## Texte du document
↓

HISTORIQUE DES CHAMANAMASS
« Tribu déchue d’une antique splendeur, les Chamanamass étaient autrefois la tribu aménokale des Sultans d’Essouk…» d’après les propos de l'Explorateur allemand BARTH1.
par Zeidan AG SIDALAMINE |
Chama N Amass signifie en Tamashaqt « Peuple du Centre » ou « Communauté du Centre » voire du « Juste milieu » :
- Chama : Peuple, Communauté, Tribu ;
- N : du ;
- Amass : Centre, Milieu.
Les Chamanamass de par la symbolique de leur nom et leur position centrale sur le plan géographique et social occupent une place politique et militaire de choix et jouent un rôle stratégique de médiateurs de proximité au sein des Touareg. Ils pratiquent un pouvoir tribal égalitaire caractérisé par une hiérarchisation sociale glissante d’une fraction (Tawset) à une autre et d’un groupe ethnique à un autre.
Les soumissions séparées aux Autorités coloniales françaises des Kountas en juin 1898, des Chérifènes de Mohamed Iknène à Gao en 1899, des Iwillimidens le 23 janvier 1903 à Gao, des Taïtoc de la Tribu des Idnanes le 30 juillet 1903 à Bamba, des Iforas en novembre 1903 à Insalah (Algérie française) n’ont pas dissuadé les Chamanamass à rentrer en rébellion en juillet-août 1904.
Saisi par le pouvoir colonial français pour stopper l’agitation des Chamanamass, Fihroun en janvier 1905 faisait écrire à Gao que « les Chamanamass vivent séparés de moi, du côté de Bourem, et ils échappent à mon autorité…» selon le Dr A. RICHER2, Médecin des Troupes coloniales.
En mars 1905, le Colonel RONGET, Commandant la Région militaire de Tombouctou a donné carte blanche à Fihroun pour régler « l’affaire des délinquants Chamanamass » pour reprendre l’expression méprisante du message officiel. Face au refus de Fihroun de sévir contre les Chamanamass, les Français en juin 1905 à Tombouctou ont demandé aux Kountas de contrecarrer même au prix du « nettoyage tribal » la révolte des Chamanamass.
En juillet 1905, les Kountas armés par les Français de fusils à tir rapide en recherchant les Chamanamass se sont attaqués par surprise aux Kel Ahara, comme l’a confirmé l’enquête menée sans retard par le Capitaine LACROIX à Bourem.

↑

## Consigne
Recopiez fidèlement, dans le texte sur l'histoire des Chamanamass, le passage qui s'ouvre sur les mots contenant "HISTORIQUE DES CHAMANAMASS" et s'achève sur "à un autre.".

## Extraits des données
↓

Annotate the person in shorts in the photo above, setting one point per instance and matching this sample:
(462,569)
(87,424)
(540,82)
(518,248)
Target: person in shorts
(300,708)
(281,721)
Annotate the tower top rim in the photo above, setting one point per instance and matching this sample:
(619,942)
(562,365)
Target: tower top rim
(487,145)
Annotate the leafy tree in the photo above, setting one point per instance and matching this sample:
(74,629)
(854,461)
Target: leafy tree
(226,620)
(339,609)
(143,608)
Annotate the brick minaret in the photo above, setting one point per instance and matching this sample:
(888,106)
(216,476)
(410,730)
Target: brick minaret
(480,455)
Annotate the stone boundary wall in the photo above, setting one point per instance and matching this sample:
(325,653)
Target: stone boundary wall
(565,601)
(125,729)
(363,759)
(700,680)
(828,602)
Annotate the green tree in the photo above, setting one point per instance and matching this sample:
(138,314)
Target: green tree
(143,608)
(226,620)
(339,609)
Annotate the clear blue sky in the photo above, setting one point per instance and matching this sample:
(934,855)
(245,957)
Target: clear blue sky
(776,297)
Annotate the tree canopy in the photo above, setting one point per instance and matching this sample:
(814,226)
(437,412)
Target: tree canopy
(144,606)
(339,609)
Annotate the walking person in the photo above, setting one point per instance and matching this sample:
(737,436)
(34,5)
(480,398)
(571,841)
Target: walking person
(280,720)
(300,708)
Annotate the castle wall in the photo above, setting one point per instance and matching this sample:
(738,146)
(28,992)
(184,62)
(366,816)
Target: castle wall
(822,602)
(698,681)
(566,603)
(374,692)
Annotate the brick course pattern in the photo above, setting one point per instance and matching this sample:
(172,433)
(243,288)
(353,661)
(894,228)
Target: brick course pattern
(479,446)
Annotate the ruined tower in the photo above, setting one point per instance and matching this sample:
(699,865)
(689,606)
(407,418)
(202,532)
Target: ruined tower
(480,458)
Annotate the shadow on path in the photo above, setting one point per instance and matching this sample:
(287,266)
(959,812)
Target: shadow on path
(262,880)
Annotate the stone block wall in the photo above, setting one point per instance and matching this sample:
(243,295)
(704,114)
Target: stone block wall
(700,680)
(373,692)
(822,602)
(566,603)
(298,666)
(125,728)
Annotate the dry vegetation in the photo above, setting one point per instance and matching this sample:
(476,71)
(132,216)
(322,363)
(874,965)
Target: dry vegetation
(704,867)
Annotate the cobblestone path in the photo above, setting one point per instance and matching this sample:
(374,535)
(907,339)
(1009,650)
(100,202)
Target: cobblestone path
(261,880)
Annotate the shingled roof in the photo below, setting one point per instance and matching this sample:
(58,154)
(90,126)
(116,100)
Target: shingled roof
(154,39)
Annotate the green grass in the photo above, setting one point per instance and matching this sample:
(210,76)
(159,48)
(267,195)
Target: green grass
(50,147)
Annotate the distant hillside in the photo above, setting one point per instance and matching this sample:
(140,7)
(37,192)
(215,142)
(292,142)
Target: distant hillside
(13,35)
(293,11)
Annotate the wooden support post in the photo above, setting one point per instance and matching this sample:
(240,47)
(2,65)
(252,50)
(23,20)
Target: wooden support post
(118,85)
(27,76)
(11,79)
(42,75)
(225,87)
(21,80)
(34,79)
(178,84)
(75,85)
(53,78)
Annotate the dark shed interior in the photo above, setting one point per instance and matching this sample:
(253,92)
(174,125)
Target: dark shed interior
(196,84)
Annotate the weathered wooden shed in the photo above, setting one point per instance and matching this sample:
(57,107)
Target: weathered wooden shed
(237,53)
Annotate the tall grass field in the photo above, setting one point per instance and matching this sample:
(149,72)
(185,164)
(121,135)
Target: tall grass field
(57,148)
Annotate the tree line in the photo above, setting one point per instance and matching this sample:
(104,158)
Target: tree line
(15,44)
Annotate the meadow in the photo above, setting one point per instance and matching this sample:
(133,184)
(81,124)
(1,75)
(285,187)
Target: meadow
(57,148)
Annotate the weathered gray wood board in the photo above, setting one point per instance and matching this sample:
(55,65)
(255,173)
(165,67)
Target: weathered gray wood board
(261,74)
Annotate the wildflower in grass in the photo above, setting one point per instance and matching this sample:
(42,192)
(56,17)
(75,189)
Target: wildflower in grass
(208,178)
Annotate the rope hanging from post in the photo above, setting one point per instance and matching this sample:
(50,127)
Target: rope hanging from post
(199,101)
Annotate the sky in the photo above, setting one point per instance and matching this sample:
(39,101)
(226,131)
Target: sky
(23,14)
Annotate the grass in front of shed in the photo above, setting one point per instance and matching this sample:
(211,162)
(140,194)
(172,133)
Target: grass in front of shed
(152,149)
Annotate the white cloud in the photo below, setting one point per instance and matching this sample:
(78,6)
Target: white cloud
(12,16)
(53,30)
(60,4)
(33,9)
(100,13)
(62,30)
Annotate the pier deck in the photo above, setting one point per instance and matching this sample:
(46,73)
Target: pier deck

↑

## Résultat obtenu
HISTORIQUE DES CHAMANAMASS
« Tribu déchue d’une antique splendeur, les Chamanamass étaient autrefois la tribu aménokale des Sultans d’Essouk…» d’après les propos de l'Explorateur allemand BARTH1.
par Zeidan AG SIDALAMINE |
Chama N Amass signifie en Tamashaqt « Peuple du Centre » ou « Communauté du Centre » voire du « Juste milieu » :
- Chama : Peuple, Communauté, Tribu ;
- N : du ;
- Amass : Centre, Milieu.
Les Chamanamass de par la symbolique de leur nom et leur position centrale sur le plan géographique et social occupent une place politique et militaire de choix et jouent un rôle stratégique de médiateurs de proximité au sein des Touareg. Ils pratiquent un pouvoir tribal égalitaire caractérisé par une hiérarchisation sociale glissante d’une fraction (Tawset) à une autre et d’un groupe ethnique à un autre.